# Page:
========================

Gipson already had a job she loves as executive director of the Young Actors Guild in Fort Smith, a nationally recognized youth theater company that is free to participants. She also has three children, ages 3, 7 and 9, and a husband, Chase Gipson, with whom she plays music as Chase Missy.

FAQ

‘Footloose’

WHEN — 7 p.m. Nov. 9 & 10; 2 & 7 p.m. Nov. 11

WHERE — Arkansas Air and Military Museum at Drake Field in Fayetteville

COST — $10-$15

INFO — PilotArts.com

BONUS — There will be a 1980s after-party Nov. 10 at an additional cost of $20.

But the idea of a company devoted solely to producing musical theater had been "incubating" for about five years, she says. And all of a sudden, all the dominoes lined up to take it from something she'd like to do "one day" to "today."

Pilot Arts was named to conjure up images of adventure, Gipson explains. The fact that the company calls Drake Field in Fayetteville home is pure serendipity -- the name really did come first -- as was being able to cast one of the region's busiest actors in the lead of a nostalgic and still relevant musical, "Footloose."

"There are so many parallels between Ren and myself," says Michael Myers, most recently seen as Dr. Frank N. Furter in the Arkansas Public Theatre production of "The Rocky Horror Show" and previously on stage there as the Emcee in "Cabaret." "Many of the roles I've played are larger than life, so there's no place in them for actual reality most of the time. But Ren is really a younger, more defiant Michael Myers."

"Footloose," for anyone unfamiliar with the 1984 Kevin Bacon movie, is the story of a teenager who moves to Bomont, a Midwestern town where dancing is literally against the law, the preacher is the final authority on any question and music -- the Rev. Moore believes -- is the root of most, if not all, evil.

========================

# Exercise requirements:
1. Answer these about the Pilot Arts article, one line each:
(a) Which youth theater company does Gipson lead as executive director?
(b) What is the additional cost of the 1980s after-party?
(c) In which Arkansas Public Theatre production did Michael Myers most recently play Dr. Frank N. Furter?
2. Write out the Pilot Arts article word for word, everything from "Gipson already had" down to "as Chase Missy.".

========================

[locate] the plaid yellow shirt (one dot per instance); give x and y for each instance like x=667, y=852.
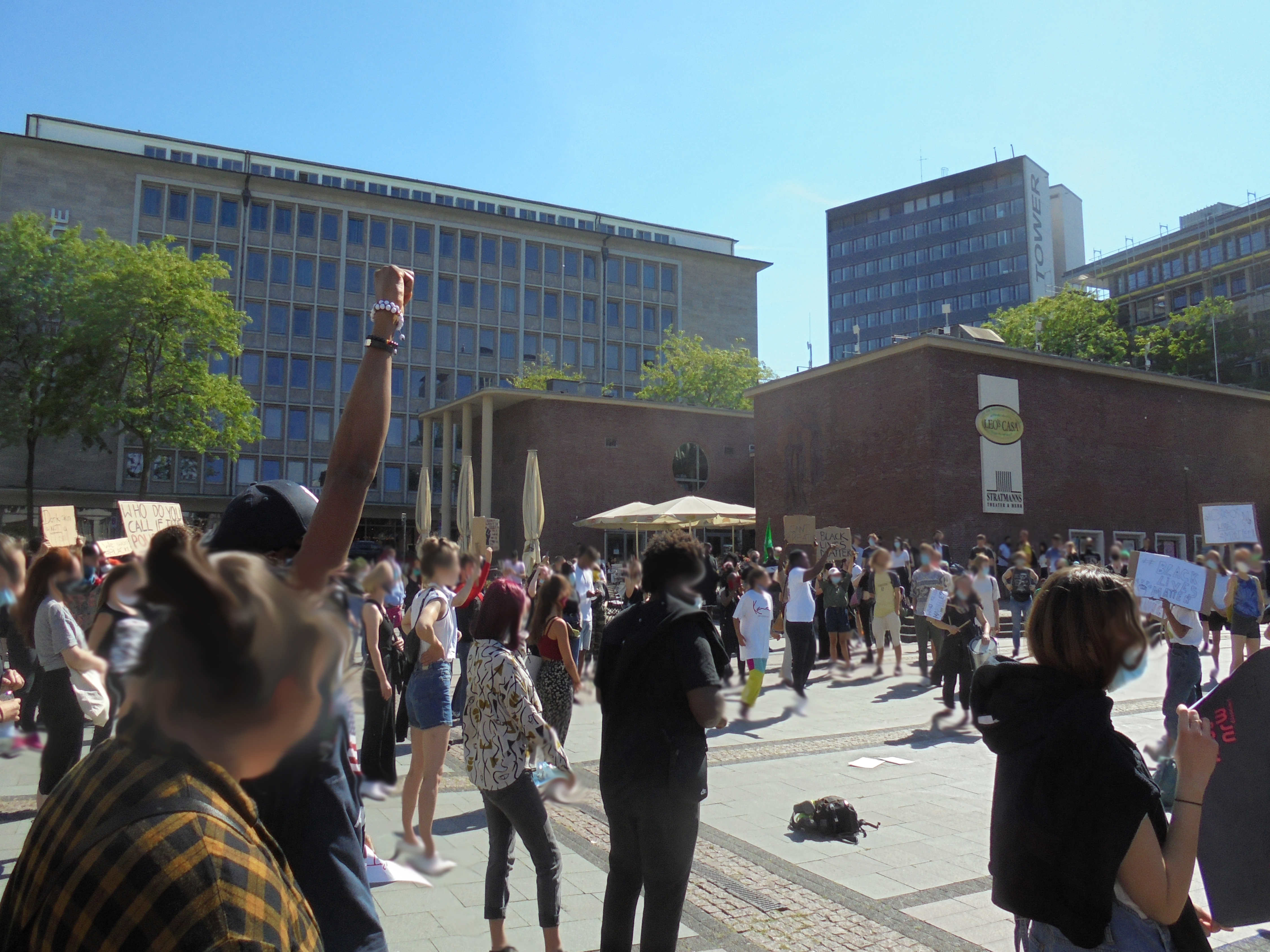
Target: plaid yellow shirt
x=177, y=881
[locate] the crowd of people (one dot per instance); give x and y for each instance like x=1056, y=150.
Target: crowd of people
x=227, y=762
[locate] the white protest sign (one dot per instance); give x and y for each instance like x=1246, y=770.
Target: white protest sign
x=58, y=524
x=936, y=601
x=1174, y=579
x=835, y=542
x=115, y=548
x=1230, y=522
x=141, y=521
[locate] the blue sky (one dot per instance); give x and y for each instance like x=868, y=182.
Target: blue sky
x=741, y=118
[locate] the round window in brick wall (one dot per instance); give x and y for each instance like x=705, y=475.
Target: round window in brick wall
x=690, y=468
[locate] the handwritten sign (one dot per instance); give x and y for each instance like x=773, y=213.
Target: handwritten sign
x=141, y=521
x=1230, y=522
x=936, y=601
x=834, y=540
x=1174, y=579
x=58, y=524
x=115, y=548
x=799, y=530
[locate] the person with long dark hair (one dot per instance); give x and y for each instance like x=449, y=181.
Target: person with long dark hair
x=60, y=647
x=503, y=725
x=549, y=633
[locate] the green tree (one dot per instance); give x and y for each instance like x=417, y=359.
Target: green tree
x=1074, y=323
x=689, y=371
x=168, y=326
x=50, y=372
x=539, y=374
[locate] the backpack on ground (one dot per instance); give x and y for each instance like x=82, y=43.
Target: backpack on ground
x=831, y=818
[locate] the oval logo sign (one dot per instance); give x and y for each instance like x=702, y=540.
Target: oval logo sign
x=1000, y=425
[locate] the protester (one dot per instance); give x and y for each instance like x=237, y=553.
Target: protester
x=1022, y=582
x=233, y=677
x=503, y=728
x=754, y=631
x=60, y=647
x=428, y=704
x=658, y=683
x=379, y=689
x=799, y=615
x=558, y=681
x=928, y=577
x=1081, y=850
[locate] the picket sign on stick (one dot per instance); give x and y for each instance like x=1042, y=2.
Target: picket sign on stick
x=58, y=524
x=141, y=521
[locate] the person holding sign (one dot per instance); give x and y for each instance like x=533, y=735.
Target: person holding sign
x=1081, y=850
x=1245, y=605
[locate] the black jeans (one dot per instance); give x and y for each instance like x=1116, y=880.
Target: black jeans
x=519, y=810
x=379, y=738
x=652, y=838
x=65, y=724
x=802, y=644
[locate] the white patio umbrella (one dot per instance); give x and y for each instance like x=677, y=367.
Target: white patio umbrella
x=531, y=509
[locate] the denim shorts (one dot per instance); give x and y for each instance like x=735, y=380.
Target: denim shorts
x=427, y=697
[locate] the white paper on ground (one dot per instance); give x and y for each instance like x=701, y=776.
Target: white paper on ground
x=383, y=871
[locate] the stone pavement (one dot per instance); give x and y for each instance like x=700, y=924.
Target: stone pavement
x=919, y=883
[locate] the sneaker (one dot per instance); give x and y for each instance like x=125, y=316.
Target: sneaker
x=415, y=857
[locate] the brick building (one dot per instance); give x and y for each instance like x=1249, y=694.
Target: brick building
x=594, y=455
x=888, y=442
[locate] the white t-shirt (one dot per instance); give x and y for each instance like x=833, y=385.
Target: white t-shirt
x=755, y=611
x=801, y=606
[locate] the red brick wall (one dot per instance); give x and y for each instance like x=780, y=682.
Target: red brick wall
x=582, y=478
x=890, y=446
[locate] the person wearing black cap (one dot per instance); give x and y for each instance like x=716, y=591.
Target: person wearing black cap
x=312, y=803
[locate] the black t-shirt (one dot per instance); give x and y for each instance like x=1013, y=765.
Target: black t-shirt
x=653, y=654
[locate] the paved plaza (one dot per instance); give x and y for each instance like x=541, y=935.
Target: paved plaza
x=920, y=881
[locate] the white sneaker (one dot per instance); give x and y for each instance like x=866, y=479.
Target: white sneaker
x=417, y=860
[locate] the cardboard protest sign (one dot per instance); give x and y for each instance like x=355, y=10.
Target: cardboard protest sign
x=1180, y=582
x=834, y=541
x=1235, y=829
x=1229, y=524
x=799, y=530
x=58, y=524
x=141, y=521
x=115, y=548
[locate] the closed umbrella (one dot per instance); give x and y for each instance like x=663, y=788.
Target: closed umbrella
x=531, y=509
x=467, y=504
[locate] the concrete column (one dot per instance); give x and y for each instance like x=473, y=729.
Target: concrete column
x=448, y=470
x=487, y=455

========================

# The solutions:
1.
(a) The Young Actors Guild in Fort Smith
(b) $20
(c) "The Rocky Horror Show"

2.
Gipson already had a job she loves as executive director of the Young Actors Guild in Fort Smith, a nationally recognized youth theater company that is free to participants. She also has three children, ages 3, 7 and 9, and a husband, Chase Gipson, with whom she plays music as Chase Missy.